** Document excerpt **
## BEGIN
Re: Hot plug vs. reliability

From: Matthias Fouquet-Lapar (mfl_at_kernel.paris.sgi.com)
Date: 05/27/04

  • Next message: Ingo Molnar: "[patch] io-apic cleanup #2, BK-curr"
    To: Zoltan.Menyhart@bull.net
    Date:	Thu, 27 May 2004 17:02:14 +0200 (CEST)
    
    

    > I agree, in this case there is no loss of MTBF.
    > Yet let's call this activity as run time re-partitioning of the machine.
    > (Most people - me too - consider hot plugging as physically plugging
    > things in / out.)

    You're right, it's confusing and I made the same assumptions you make :
    physically moving parts. (and I worked on a systems a couple of years
    back where we actually had hotswap :-))

    > But the new comers are tested in a different environment, with
    > different tolerance range. I just simply do not trust :-)

    Not really. It's up to the vendor and at least here at SGI we have pretty
    tight rules and tolerances.

    > I do not think the timing / the delays are auto adjusting. You select
    > a component X to work next to the component Y because you know that
    > X in "here" and Y in "there" in the tolerance range...

    They do (impedance match). An example are SRAMs used for CPUs with external
    caches for example. I've learned a lot about that :-)). You also
    have stuff like auto-learning for echo-clock timings etc, but this is really
    very platform and CPU specific

    > I think the OS has to be platform independent. How can a platform independent
    > OS know if <n> errors of this / that type requires what intervention ?
## END
** Data **
## BEGIN
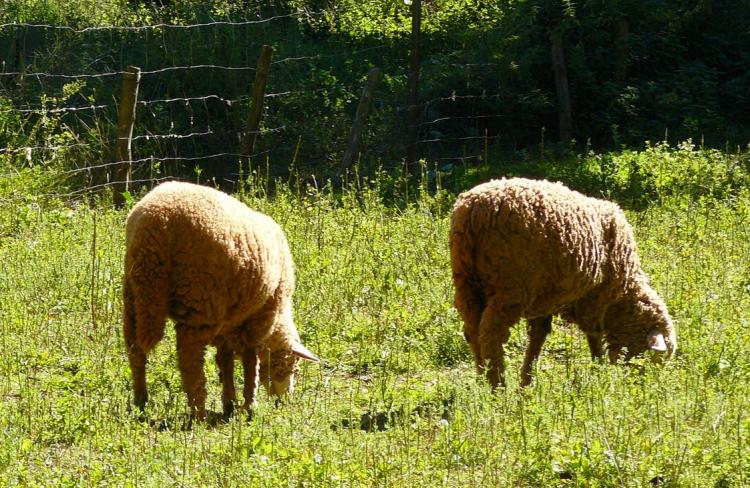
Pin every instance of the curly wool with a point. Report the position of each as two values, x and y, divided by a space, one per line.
224 274
533 249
## END
** What to do **
Continue the mailing-list reply on hot plugging and system reliability from the point where it stops. The lines aren't needed for this.

** Output for this task **
    > We'll have the same binary of the OS (+ drivers) for a small desk top or
    > for a 32 CPU "main frame". Only the firmware is different...

    An OS is never platform independent, there always is a machine dependant layer.
    I'm not really concerned about the total numbers of errors in a system,
    regardless if we have one, 32 or 512 CPUs. If we see a component starting to
    fail, it should be isolated in order to avoid catastrophic failure

    > Most of our clients just do not want to touch their 10 year old rubbish
    > Fortran programs. If I get a hint of danger (today it does not come from the FW)
    > I could take a check point and call for service intervention...

    That's a well know problem (although I think 20 years or more are more
    likely ...)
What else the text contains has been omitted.